■ Aim of the task
Show each line of the rows below that contains the word "leaning", copying the lines in full.

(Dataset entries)
..........

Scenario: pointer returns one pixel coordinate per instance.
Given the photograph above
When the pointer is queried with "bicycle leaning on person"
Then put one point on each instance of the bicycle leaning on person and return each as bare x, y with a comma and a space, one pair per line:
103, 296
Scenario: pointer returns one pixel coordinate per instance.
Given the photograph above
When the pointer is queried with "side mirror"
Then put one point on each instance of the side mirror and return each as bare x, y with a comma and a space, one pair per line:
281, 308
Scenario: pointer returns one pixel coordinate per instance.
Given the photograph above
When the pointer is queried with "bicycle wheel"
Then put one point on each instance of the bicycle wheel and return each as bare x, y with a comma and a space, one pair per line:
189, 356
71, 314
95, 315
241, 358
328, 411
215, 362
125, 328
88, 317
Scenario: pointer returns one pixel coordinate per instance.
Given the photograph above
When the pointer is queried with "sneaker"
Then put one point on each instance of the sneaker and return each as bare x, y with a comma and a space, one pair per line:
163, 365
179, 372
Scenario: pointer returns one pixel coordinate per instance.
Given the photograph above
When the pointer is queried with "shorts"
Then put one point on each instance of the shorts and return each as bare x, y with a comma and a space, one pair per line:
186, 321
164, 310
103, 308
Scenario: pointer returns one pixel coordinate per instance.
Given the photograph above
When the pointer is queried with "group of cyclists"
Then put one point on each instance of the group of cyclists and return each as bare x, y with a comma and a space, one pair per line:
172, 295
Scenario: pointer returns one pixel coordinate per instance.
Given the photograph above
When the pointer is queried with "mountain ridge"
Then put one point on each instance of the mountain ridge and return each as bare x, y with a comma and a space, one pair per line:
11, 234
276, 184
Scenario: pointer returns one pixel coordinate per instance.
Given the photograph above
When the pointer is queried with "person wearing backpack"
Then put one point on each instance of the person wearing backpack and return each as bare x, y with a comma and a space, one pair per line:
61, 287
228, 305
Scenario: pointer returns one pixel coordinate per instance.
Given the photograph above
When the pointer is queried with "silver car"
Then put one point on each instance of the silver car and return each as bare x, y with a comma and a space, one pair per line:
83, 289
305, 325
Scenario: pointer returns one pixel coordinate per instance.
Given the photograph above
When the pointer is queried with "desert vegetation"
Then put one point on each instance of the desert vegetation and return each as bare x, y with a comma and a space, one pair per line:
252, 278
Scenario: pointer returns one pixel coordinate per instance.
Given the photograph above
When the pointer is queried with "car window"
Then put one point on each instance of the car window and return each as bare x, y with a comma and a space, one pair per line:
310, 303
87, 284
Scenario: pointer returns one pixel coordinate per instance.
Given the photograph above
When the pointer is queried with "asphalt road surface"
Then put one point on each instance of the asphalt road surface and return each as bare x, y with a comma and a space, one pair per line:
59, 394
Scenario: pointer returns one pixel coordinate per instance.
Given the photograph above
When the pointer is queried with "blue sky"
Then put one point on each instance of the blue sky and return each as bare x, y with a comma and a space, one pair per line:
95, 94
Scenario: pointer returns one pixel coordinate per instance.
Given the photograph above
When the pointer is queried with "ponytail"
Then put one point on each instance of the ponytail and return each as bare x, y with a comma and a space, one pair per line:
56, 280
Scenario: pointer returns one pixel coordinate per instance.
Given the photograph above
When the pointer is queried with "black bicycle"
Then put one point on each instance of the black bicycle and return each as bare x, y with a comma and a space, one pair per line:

..........

■ Expected answer
When the pointer is queried with "bicycle leaning on person"
Then put one point on each instance of the bicycle leaning on person and return each as bare x, y with a comma and a space, one pair per line:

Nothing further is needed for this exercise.